§ **Selected passage**
.....

Suburban Melody (Spanish: Melodía de arrabal) is a 1933 American Pre-Code musical film directed by Louis J. Gasnier and starring Imperio Argentina, Carlos Gardel and Vicente Padula.

The film was made at the Joinville Studios in Paris by Paramount Pictures, who produced a large number of films in different languages at the studios. The film was made in Spanish, primarily for release in Spanish-speaking countries. Carlos Gardel appeared in a string of such productions during the 1930s. The film was extremely popular in Argentina, the native country of its three stars, where it was one of the highest-grossing releases.

Synopsis
After she hears his voice, a music teacher encourages a gambler to pursue a career as a professional singer. He enjoys success, but his former criminal connections threaten to wreck his progress.

.....

§ **Objectives**
[1] Decide whether each statement agrees with the text on Suburban Melody, answering yes or no and quoting the words of the text that settle it: (a) The film was made in Paris. (b) The film was made in English. (c) A music teacher urges a gambler to become a professional singer.
[2] Write the next part of the Suburban Melody text, picking up after its final sentence.
The listing that follows has no connection to the Suburban Melody text.

§ **Information shown**
.....

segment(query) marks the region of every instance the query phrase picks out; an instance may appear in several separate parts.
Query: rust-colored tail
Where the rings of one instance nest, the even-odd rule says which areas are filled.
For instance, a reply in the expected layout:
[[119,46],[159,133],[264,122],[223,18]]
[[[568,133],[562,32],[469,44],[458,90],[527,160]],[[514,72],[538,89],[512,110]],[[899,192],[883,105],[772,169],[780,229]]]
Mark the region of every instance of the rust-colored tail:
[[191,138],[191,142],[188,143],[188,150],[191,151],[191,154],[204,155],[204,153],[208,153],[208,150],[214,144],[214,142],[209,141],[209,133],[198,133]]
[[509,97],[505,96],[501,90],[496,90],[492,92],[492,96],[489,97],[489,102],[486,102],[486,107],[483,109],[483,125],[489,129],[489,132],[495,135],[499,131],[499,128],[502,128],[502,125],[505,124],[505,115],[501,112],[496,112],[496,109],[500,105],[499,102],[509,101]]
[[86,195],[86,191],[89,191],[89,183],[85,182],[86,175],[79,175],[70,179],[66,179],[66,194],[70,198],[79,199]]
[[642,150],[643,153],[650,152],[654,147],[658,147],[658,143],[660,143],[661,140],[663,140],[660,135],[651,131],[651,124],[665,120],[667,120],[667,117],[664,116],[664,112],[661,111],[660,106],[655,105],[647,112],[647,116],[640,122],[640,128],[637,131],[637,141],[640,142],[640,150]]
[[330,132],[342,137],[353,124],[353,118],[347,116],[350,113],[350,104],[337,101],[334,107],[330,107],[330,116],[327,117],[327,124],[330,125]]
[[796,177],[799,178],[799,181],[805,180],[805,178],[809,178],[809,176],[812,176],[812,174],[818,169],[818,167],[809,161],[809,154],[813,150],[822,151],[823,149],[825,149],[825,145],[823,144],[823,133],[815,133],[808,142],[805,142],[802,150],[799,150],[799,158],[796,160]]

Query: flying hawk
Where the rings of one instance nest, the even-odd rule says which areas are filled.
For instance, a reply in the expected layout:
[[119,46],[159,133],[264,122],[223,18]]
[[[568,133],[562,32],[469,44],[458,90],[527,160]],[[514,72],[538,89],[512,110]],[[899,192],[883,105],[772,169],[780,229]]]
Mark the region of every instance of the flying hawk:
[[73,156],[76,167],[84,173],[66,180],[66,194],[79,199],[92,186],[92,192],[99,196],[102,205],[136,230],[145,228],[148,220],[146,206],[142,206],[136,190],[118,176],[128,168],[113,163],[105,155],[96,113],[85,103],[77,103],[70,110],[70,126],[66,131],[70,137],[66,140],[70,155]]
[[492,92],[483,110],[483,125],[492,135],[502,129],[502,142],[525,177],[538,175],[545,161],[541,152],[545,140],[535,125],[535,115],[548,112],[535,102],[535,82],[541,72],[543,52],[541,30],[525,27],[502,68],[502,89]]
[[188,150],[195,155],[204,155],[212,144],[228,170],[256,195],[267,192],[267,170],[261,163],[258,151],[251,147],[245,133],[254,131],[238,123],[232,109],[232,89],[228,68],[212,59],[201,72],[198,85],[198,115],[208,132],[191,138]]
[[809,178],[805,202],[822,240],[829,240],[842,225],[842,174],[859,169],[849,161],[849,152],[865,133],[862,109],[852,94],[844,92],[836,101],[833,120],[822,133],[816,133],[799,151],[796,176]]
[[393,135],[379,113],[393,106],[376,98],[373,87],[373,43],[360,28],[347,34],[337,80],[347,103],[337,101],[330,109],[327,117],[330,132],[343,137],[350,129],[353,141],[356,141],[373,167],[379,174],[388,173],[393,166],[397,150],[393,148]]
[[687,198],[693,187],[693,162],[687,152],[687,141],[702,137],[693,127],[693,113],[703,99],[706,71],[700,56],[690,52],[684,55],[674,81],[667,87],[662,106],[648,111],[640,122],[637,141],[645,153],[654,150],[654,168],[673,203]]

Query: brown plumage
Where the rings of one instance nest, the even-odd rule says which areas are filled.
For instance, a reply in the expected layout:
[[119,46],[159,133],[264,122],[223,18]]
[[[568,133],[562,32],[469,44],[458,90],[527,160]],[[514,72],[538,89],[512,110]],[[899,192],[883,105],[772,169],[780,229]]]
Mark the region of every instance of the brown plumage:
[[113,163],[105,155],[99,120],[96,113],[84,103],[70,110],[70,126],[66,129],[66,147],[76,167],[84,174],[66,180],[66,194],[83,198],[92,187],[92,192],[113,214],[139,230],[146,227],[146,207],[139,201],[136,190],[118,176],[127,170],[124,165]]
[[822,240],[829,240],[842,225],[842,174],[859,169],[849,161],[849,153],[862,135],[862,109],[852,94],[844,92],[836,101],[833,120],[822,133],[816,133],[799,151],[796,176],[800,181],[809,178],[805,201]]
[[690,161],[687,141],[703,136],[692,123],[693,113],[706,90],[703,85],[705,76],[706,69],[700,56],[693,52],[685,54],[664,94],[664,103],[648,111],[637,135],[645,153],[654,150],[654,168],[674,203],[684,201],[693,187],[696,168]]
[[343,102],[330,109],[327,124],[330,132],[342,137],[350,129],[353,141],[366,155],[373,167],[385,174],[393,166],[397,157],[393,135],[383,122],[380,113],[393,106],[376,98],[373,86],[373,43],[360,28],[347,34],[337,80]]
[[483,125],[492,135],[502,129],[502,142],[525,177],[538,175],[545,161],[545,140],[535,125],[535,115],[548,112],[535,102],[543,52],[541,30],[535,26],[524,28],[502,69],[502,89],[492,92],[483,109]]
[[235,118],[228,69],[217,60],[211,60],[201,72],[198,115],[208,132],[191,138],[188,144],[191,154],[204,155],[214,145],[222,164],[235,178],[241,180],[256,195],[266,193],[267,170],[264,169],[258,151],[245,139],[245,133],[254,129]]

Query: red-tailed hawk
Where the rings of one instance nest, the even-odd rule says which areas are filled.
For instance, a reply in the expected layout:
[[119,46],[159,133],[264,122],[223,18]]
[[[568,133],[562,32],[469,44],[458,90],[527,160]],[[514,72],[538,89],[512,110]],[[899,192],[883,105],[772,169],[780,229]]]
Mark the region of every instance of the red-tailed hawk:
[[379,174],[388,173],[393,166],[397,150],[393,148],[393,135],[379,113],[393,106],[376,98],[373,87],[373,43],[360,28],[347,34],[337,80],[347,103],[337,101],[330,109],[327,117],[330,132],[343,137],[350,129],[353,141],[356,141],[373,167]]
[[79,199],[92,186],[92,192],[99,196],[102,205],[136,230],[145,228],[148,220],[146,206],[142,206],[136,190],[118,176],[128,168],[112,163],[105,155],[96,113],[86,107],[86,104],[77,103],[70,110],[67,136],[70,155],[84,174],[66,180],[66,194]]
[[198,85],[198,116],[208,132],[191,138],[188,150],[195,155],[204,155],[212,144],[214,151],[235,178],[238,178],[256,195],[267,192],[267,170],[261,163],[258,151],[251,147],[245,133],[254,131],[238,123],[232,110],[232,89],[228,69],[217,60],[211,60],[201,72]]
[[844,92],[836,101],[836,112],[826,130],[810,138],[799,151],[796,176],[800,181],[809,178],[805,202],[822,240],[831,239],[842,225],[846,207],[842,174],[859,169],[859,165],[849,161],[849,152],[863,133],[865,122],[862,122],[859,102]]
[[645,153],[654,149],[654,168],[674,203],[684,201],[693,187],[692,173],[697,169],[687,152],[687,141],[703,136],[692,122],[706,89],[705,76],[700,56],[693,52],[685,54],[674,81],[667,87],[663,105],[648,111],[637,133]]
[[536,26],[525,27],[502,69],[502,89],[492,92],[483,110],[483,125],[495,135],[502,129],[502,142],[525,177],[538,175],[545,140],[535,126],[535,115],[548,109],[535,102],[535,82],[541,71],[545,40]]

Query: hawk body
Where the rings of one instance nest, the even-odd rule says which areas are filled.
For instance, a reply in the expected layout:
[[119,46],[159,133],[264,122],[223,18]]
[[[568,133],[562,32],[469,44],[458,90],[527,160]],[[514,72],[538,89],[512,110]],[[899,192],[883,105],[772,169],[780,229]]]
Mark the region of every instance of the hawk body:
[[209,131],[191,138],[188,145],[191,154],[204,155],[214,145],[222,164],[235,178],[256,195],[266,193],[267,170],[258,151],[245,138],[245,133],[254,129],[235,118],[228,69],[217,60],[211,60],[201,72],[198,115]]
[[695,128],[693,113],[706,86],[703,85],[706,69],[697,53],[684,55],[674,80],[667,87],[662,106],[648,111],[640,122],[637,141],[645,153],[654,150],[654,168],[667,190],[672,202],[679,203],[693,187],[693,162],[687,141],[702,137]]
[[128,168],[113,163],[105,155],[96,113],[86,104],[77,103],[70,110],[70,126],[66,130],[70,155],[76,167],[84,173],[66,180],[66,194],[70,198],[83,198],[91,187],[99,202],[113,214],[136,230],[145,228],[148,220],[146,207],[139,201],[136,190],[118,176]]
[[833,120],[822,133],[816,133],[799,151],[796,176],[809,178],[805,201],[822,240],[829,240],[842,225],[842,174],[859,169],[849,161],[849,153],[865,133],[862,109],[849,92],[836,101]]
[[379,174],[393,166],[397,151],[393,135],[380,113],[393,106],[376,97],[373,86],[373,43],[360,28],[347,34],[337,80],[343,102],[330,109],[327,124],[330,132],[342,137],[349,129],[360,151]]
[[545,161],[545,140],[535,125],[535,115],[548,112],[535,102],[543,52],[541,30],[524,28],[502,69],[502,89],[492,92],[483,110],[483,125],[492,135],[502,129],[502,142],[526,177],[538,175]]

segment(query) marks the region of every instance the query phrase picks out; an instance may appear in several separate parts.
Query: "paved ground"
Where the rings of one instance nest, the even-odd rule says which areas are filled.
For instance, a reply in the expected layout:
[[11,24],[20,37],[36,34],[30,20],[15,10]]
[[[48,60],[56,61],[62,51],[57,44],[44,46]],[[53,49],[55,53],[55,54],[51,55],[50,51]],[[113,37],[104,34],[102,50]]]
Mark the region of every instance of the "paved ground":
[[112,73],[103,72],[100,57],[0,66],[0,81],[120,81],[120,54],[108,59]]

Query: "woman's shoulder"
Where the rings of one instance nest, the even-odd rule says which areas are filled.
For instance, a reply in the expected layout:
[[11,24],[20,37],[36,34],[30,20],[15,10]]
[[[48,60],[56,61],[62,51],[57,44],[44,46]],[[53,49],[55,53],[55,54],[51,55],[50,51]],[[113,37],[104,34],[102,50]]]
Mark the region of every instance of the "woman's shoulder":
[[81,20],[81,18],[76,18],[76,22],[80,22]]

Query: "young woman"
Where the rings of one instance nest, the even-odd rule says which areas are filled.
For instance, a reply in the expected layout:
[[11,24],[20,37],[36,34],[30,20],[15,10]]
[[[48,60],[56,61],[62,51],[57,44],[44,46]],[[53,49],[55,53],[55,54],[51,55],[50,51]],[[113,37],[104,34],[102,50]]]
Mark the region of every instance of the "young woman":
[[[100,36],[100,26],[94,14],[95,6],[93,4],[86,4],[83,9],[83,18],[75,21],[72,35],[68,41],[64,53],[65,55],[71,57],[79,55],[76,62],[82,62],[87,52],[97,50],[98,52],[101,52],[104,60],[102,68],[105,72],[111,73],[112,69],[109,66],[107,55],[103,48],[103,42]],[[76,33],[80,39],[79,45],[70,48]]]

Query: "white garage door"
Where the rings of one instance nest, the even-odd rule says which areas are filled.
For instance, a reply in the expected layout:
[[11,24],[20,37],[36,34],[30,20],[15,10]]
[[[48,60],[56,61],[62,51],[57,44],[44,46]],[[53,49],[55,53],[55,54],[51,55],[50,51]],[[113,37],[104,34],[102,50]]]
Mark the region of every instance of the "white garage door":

.....

§ **The answers**
[1]
(a) Yes: "The film was made at the Joinville Studios in Paris by Paramount Pictures"
(b) No: "The film was made in Spanish, primarily for release in Spanish-speaking countries."
(c) Yes: "a music teacher encourages a gambler to pursue a career as a professional singer."

[2]
Cast
 Imperio Argentina as Alina 
 Carlos Gardel as Roberto Ramírez  
 Vicente Padula as Gutiérrez  
 Jaime Devesa as Rancales 
 Helena D'Algy as Marga

References

Bibliography
 Bentley, Bernard. A Companion to Spanish Cinema. Boydell & Brewer, 2008. 
 Finkielman, Jorge. The Film Industry in Argentina: An Illustrated Cultural History. McFarland, 2003. 
 Nataša Durovicová, Kathleen E. Newman. World Cinemas, Transnational Perspectives. Routledge, 2010.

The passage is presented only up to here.